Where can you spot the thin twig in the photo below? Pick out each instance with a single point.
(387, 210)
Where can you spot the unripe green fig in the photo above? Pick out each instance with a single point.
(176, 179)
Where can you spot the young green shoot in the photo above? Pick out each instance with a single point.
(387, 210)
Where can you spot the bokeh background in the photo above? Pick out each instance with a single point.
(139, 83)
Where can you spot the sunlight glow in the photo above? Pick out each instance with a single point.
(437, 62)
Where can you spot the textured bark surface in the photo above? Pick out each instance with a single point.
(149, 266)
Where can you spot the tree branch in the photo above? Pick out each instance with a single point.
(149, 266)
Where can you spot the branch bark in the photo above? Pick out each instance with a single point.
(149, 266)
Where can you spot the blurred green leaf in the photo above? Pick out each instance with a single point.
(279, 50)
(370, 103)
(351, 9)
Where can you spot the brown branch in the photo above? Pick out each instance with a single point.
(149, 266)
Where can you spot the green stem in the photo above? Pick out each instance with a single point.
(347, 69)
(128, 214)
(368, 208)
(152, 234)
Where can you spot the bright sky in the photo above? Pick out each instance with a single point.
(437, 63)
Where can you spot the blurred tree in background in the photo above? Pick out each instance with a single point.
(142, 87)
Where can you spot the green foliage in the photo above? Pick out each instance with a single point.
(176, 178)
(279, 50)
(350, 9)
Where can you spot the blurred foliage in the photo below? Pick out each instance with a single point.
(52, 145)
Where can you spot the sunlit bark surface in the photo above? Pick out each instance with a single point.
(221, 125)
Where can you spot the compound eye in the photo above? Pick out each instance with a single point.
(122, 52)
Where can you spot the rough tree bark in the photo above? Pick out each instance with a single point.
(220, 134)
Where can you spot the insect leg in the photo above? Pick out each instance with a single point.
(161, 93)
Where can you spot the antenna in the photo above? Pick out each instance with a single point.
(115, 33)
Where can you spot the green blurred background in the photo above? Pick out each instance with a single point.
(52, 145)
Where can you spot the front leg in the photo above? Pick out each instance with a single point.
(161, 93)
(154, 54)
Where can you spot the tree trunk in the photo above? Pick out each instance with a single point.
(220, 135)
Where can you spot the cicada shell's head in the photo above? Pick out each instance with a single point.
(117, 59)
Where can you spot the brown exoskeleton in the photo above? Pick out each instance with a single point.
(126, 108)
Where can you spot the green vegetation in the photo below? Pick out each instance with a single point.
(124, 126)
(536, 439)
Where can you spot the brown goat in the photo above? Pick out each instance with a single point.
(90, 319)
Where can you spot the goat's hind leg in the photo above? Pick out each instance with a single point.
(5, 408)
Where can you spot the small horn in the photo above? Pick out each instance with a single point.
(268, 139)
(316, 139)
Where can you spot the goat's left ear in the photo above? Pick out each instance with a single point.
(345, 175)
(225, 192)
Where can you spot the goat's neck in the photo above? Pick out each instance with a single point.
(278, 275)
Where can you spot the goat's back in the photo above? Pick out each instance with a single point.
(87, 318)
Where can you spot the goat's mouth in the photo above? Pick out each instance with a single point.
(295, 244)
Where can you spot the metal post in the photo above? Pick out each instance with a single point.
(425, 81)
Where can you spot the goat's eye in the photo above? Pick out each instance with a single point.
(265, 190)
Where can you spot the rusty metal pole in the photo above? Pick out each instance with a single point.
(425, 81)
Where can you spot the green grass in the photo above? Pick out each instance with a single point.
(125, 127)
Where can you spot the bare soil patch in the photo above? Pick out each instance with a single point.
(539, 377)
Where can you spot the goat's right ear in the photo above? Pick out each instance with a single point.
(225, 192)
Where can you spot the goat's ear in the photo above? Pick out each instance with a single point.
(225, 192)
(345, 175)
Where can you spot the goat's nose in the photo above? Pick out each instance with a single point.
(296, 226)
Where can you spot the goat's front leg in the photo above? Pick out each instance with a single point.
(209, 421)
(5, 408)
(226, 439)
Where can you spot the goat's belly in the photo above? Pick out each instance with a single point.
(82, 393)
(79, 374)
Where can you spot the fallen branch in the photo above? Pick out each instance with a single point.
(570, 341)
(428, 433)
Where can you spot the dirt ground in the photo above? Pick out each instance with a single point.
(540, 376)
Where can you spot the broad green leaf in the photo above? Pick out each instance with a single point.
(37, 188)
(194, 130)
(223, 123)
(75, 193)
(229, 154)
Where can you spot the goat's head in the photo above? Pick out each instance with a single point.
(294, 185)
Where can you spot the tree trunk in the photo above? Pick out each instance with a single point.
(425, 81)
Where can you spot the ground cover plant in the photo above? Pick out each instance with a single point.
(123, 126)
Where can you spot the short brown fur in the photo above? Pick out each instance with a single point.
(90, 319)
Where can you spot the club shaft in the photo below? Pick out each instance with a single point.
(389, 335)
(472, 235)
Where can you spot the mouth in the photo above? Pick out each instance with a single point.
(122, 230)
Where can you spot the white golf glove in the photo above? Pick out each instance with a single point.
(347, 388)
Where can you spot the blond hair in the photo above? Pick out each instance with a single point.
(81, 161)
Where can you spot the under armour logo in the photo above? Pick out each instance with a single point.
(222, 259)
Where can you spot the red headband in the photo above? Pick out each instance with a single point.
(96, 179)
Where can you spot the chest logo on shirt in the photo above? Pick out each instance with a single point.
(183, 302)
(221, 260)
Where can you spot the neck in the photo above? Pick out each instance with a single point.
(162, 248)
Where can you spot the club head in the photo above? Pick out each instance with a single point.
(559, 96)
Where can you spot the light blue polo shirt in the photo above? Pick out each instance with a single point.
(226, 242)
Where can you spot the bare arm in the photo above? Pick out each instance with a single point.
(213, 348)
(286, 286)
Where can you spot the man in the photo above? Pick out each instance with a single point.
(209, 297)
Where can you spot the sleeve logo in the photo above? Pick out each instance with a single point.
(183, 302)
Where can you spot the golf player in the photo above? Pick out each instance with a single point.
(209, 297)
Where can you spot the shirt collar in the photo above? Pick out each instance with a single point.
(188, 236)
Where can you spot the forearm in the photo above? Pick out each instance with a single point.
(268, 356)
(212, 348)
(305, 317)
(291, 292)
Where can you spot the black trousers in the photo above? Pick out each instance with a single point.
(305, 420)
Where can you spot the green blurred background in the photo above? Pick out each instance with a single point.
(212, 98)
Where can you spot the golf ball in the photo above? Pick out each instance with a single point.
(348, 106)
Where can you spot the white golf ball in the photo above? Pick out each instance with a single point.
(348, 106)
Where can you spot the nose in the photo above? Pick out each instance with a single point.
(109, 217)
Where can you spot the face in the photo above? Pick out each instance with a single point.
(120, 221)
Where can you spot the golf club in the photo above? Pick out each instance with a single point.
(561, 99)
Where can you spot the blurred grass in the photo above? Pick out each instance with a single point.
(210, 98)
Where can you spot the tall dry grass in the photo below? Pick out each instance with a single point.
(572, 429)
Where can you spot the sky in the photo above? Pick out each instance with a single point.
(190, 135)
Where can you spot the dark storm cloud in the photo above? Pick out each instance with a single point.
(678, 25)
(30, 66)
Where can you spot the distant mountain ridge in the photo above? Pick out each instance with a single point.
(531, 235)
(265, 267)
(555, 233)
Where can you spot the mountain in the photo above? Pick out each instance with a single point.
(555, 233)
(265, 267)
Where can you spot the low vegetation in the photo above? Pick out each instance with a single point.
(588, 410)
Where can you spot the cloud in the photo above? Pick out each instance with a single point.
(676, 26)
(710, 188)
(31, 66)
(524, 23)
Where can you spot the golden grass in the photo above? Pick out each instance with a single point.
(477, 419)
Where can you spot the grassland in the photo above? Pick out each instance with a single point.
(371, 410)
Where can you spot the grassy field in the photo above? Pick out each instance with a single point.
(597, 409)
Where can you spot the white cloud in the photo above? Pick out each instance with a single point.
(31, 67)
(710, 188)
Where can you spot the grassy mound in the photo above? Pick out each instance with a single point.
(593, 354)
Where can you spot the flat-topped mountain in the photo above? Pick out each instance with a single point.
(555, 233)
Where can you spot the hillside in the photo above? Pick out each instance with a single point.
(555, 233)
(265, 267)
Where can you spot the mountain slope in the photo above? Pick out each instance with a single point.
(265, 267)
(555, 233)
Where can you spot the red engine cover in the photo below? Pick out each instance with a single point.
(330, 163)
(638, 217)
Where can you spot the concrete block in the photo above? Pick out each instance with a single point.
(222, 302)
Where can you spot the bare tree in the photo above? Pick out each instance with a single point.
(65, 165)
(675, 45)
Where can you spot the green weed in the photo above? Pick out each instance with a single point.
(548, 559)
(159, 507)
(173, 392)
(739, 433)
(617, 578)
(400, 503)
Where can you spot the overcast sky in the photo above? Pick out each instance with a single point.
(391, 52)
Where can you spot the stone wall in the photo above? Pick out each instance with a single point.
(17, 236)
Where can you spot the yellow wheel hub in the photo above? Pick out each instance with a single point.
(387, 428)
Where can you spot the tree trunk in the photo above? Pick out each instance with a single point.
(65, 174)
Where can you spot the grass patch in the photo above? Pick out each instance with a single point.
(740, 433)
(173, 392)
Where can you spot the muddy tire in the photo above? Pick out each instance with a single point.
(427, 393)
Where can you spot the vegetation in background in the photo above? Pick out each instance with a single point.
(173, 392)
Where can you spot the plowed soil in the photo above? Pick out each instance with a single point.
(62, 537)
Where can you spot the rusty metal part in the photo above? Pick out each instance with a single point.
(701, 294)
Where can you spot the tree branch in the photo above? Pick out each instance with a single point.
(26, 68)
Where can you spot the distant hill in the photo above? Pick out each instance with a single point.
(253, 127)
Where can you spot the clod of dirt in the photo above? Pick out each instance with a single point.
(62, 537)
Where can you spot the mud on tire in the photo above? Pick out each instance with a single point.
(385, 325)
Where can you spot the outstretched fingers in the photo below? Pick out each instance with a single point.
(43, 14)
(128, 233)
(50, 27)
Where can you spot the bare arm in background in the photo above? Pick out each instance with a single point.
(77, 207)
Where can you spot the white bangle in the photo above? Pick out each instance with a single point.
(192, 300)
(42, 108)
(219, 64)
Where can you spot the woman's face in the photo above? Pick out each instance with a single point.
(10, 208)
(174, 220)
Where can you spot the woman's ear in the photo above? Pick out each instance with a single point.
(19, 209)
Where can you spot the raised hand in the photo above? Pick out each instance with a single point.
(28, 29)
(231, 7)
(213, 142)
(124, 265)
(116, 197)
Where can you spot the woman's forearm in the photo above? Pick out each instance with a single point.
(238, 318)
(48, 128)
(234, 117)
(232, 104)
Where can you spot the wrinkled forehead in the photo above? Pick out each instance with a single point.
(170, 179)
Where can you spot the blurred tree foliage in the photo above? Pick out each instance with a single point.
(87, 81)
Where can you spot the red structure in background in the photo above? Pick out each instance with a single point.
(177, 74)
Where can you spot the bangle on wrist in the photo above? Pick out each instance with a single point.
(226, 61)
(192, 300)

════════

Could you rewrite everything from the line containing "Where can you spot the wrinkled" down to the end of the records, replacing "bangle" with "bracelet" and leaving everything else unchanged?

Where can you spot the wrinkled forehead in the photo above? Pick out each instance with a single point.
(170, 179)
Where can you spot the blurred tree foliage in the photo above? Pick out each instance with a single point.
(87, 81)
Where can you spot the red structure in background in the photo above? Pick out each instance with a single point.
(177, 74)
Where can you spot the bracelet on wrist in the photo above? Pick out each instance with a single point.
(226, 61)
(192, 300)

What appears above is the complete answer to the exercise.